start Items

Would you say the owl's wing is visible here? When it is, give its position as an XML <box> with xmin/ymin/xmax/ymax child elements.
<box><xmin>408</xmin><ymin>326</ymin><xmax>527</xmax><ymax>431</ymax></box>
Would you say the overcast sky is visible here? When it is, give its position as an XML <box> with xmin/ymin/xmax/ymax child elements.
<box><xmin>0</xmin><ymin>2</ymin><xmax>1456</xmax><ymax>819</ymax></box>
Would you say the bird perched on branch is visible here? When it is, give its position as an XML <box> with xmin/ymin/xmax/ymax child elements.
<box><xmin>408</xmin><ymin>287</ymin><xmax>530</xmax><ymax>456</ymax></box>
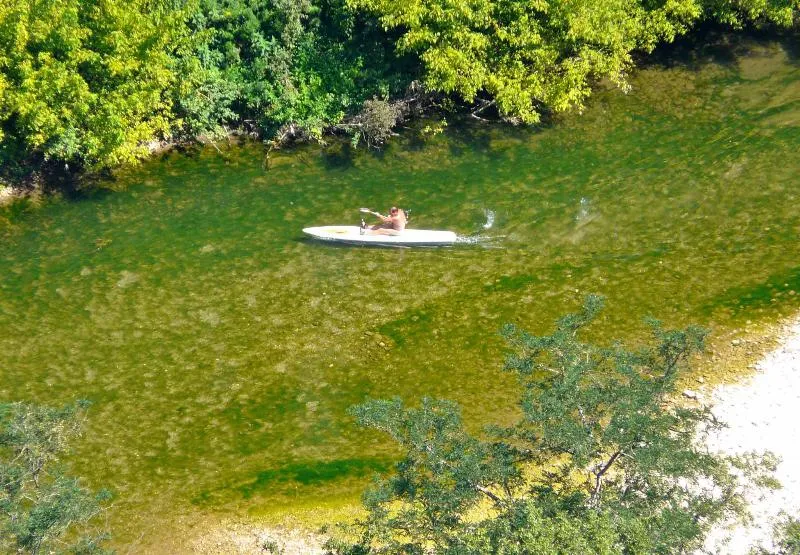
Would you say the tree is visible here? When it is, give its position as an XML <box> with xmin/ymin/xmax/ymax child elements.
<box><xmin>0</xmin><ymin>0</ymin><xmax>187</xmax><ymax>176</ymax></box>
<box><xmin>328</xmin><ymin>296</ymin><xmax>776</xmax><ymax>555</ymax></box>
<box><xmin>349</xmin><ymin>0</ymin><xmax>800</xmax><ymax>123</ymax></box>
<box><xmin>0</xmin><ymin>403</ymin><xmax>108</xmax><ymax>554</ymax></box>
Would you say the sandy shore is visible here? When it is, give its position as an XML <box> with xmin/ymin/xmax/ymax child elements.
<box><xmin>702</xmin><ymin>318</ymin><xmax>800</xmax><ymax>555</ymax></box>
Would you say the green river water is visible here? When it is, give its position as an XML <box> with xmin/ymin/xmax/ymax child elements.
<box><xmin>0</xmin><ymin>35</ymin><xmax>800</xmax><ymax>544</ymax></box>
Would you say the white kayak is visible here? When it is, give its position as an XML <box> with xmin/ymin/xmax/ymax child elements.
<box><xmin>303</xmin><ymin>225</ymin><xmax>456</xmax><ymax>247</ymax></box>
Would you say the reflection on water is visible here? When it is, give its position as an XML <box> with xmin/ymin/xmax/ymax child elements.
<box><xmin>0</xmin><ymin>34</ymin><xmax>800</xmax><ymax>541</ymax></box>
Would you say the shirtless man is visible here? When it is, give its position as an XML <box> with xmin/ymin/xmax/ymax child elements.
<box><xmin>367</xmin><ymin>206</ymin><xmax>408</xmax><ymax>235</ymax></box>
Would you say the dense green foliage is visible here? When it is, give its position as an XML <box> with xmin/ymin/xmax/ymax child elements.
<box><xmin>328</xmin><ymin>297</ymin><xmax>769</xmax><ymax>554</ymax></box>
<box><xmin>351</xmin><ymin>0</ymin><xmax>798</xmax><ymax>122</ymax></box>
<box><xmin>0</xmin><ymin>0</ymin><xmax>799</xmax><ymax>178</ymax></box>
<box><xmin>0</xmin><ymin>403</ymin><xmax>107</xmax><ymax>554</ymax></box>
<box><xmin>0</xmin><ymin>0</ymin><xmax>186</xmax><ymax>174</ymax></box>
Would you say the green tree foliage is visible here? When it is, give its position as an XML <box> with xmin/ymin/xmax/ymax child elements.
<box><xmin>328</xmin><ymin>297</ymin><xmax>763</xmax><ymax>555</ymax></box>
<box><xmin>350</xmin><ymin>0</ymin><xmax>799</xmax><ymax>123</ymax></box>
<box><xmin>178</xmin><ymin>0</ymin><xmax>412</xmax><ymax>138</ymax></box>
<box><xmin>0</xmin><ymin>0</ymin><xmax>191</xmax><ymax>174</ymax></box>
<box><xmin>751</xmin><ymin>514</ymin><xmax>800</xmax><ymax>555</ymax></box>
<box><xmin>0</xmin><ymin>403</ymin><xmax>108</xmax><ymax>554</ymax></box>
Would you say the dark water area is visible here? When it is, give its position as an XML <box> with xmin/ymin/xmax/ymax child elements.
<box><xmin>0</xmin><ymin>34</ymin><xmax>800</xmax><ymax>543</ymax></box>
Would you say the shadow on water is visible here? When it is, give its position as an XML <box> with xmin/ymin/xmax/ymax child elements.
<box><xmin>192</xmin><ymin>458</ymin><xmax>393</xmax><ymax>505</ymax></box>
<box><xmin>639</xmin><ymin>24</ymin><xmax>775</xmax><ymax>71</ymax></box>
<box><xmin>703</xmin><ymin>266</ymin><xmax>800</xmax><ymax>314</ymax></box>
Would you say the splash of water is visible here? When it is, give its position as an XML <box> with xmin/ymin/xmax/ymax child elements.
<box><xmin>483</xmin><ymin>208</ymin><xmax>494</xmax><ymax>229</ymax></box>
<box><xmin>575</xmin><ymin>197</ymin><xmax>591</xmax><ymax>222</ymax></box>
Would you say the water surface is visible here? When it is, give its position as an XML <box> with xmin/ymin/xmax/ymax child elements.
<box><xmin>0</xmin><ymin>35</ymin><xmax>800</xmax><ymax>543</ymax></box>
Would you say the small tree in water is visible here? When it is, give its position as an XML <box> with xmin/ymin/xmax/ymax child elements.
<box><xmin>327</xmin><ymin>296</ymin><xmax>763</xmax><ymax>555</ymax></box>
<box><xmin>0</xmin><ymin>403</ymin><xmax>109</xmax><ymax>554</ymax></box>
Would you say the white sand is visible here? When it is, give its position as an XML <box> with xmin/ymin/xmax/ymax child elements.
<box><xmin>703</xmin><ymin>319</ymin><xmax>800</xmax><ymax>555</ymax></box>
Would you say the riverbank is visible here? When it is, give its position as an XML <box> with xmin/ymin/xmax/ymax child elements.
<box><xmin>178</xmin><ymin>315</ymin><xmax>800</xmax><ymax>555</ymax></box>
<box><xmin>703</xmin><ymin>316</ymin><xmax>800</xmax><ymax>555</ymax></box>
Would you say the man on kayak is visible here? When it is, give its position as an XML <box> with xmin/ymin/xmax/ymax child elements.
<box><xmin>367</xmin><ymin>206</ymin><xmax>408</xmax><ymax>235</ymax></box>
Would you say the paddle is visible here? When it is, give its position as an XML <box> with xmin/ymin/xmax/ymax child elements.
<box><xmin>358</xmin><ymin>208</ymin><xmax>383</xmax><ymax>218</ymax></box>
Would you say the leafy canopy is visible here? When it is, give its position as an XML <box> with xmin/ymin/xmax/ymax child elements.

end Items

Gather every line in the data above that contains the word "kayak", and copy each one out in full.

Would you say the white kayak is visible here? When it is, give its position as an XML <box> with xmin/ymin/xmax/ymax child elements.
Would you say the man on kayak is visible here? When it is, give its position as an XML <box> with xmin/ymin/xmax/ymax child elements.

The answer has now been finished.